Copy each of the records below verbatim, omitting the pictures.

━━━━━━

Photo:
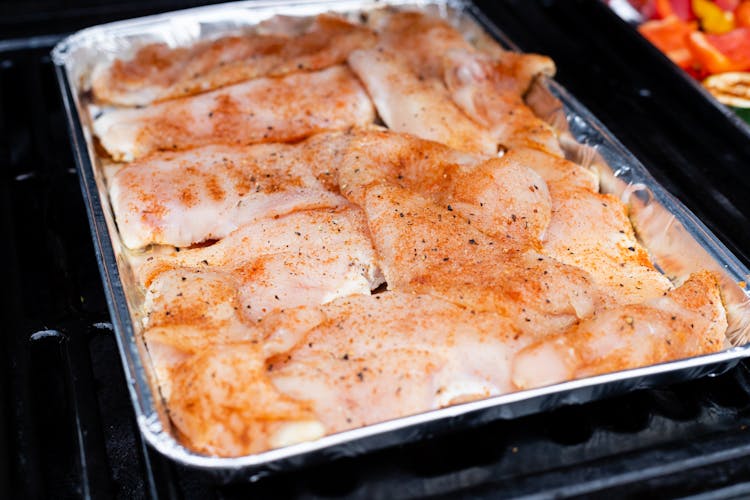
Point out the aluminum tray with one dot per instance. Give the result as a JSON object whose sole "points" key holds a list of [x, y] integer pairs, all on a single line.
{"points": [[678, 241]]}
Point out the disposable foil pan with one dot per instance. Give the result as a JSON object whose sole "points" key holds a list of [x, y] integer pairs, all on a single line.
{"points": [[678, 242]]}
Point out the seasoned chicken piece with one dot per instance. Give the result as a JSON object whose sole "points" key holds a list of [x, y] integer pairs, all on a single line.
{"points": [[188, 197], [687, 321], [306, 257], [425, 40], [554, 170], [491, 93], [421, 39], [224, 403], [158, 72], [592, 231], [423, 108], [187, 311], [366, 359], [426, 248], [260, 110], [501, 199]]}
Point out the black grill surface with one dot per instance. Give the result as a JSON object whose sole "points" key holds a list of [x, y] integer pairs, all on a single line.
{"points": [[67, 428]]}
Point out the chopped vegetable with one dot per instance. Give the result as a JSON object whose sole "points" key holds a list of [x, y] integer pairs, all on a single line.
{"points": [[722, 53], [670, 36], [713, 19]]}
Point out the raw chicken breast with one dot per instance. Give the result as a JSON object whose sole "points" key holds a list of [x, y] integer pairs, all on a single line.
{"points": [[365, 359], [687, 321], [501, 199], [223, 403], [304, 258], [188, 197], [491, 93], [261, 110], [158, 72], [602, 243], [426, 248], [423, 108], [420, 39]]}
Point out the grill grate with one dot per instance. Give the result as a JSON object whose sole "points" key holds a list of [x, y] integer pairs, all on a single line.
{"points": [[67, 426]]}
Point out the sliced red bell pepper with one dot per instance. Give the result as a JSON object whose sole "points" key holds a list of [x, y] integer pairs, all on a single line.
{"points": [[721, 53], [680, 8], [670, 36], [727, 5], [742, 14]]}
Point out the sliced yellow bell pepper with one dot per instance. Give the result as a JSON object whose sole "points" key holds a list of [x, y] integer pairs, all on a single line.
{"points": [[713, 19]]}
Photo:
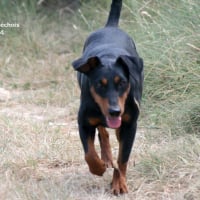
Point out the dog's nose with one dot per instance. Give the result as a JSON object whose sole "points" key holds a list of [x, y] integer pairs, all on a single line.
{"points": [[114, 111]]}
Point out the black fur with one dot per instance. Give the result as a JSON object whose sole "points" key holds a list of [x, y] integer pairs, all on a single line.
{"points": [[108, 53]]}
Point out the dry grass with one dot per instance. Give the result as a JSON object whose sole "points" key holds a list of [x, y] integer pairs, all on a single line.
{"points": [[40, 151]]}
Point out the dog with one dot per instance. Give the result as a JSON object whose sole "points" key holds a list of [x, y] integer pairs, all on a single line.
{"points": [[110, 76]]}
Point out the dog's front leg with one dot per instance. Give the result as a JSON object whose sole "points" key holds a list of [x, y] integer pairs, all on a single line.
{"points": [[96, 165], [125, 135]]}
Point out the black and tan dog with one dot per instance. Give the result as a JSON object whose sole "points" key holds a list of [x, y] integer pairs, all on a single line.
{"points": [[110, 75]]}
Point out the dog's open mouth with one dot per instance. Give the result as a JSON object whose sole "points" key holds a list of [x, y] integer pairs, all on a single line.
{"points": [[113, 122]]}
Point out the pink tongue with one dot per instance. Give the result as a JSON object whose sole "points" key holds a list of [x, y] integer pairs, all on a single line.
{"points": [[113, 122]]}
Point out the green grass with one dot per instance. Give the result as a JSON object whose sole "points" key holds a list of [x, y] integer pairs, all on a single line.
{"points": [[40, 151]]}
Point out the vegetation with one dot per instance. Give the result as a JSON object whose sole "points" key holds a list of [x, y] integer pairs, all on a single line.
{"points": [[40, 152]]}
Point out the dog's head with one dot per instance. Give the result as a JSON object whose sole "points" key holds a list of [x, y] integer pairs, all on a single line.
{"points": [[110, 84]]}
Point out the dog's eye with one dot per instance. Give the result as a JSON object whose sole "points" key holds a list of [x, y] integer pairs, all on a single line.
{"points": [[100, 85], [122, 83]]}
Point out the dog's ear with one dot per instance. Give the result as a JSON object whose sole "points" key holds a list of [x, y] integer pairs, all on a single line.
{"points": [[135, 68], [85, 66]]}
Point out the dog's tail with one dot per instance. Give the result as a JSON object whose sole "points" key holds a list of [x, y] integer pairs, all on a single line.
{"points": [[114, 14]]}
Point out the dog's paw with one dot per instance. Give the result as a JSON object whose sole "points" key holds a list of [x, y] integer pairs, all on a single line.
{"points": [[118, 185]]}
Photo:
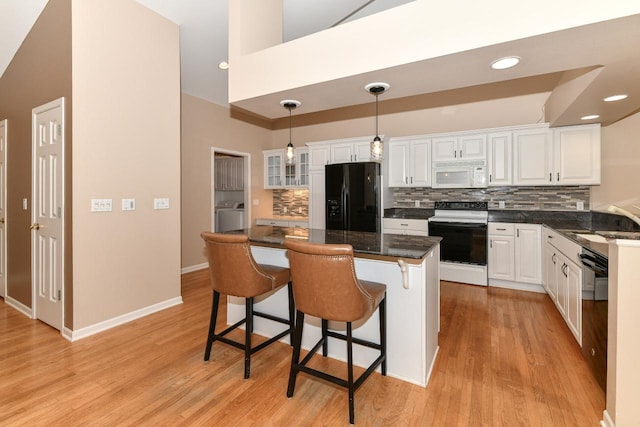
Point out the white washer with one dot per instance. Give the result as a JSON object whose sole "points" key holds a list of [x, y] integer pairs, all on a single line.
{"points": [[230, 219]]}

━━━━━━

[PROBLEM SOLUTION]
Photo:
Point out the aluminum tray with one dot per instance. Give the result as a JSON object whose sole "points" key holds a list of [x, y] integer pairs, all on a single line.
{"points": [[678, 241]]}
Point out the disposable foil pan with one dot per instance. Give the result as a JSON object whose sole "points" key holds a list of [x, y] integer pairs, all on a single line.
{"points": [[678, 242]]}
Point out the seasoned chicken piece with one dot per instance. Give the result as a JSON object whose sole "points" key holds a list of [x, y] integer pairs, all on a single line.
{"points": [[188, 197], [687, 321], [306, 257], [425, 40], [554, 170], [491, 93], [421, 39], [224, 403], [158, 72], [592, 231], [423, 108], [187, 311], [366, 359], [426, 248], [260, 110], [501, 199]]}
Point out the black grill surface with one dot per instance. Give the result as a JSON object whose sole "points" key holds a list of [x, y] integer pairs, all on a single line.
{"points": [[67, 428]]}
Point out the chopped vegetable with one dot per instance. Give the result as a JSON object whose sole "points" key holds a list of [x, y] integer pairs, all on a single line.
{"points": [[722, 53], [670, 36], [713, 19]]}
Point out the raw chicken breast with one dot per instance. Give the result as a JSON object whose sole "points" key holds a list of [x, y] integer pairs, all on a single line.
{"points": [[365, 359], [687, 321], [501, 199], [223, 403], [304, 258], [188, 197], [491, 93], [261, 110], [158, 72], [602, 243], [426, 248], [423, 108], [420, 39]]}
Point out the grill grate with one dot per instance. Give the result as a JSON object whose sole "points" key holds a list of [x, y] integer pairs, all on a single line.
{"points": [[67, 426]]}
Point out the sliced red bell pepper with one dot per instance. Give the result as a JSON object whose sole "points" key holds a list of [x, y] integer pairs, all on a single line.
{"points": [[721, 53], [680, 8], [670, 36], [727, 5], [742, 14]]}
Point out the sliced yellow bell pepper with one dot per instance. Give the result as a JSON object whose sole "points" key holds a list of [x, y] integer pairs, all on a single line.
{"points": [[713, 19]]}
Photo:
Point out the dog's nose with one dot per instance. Give the result as a JSON object whose sole "points" key holds a list of [x, y] integer pairs, all on a single line.
{"points": [[114, 111]]}
Point out the black fur with one dot per instance. Give the result as a JSON object whose sole "points" key holds a list of [x, y] integer pairs, all on a single line.
{"points": [[108, 53]]}
Point out the dry grass with one dot per instance. Give the result as a JSON object whose sole "points" key holds a list of [x, y] integer pairs, all on a single line.
{"points": [[40, 151]]}
Point out the dog with one dot per instance. Give the result as a JSON object whose sole "points" key holds a list of [x, y] integer pairs, all on a single line.
{"points": [[110, 76]]}
Point out the dog's front leg with one dot per instance. Give the result as a JSON object whose sole "points" key holds a list of [x, y] integer pairs, all on a single line.
{"points": [[96, 165], [125, 135]]}
Point out the black and tan dog with one dot per instance. Give the result as a JSON object whose sole "points" key holds a list of [x, y] integer pairs, all on a single line.
{"points": [[110, 75]]}
Point out the dog's open mouth with one dot per instance. Give the result as a JSON object whose sole "points" key holds a list of [x, y] integer pairs, all on a single line.
{"points": [[113, 122]]}
Point out the pink tongue with one dot per instance. Give the result as a JSON object whose sole "points" key holds a list of [x, y] integer pairs, all on a single line.
{"points": [[113, 122]]}
Point out the green grass with one dot per instance. Give the result as a JSON object whose sole "points" key holds a list of [x, y] integer pairs, all on a single line.
{"points": [[40, 151]]}
Point out the vegetation with one dot per instance. Give the result as a JSON object whose sole "points" key holds a list of [x, y] integer pairs, all on a single line.
{"points": [[40, 152]]}
Point out the dog's head with one dot per instance. Give the result as a JSON object whose sole "points" key holds a list of [x, y] integer pairs, all on a single line.
{"points": [[110, 84]]}
Point out the dog's eye with one dot per instance. Give the result as a JSON object whose sole "points" key holds a list of [x, y] integer pairs, all on a single line.
{"points": [[100, 85], [122, 83]]}
Point out the dog's ear with one dot per instance. Give the result as a JSON object whose sole "points" key holds a list of [x, y] integer pairs, all on a single line.
{"points": [[135, 68], [85, 66]]}
Point out the dog's tail with one dot per instance. Give the result as a JSON object whose sole "points" key holds a list of [x, y] integer pairs, all on a single line.
{"points": [[114, 14]]}
Point out the dog's paw with one dot per instance. Give the result as a JSON object whose sole "points" key holds a list of [x, y] integer pairs, all on a single line.
{"points": [[118, 185]]}
Photo:
Point out the white washer with one dot per instance. Give the result as a JSON object whose sole "points" key holds a list of [x, y] integer pairs, all on a single line.
{"points": [[230, 219]]}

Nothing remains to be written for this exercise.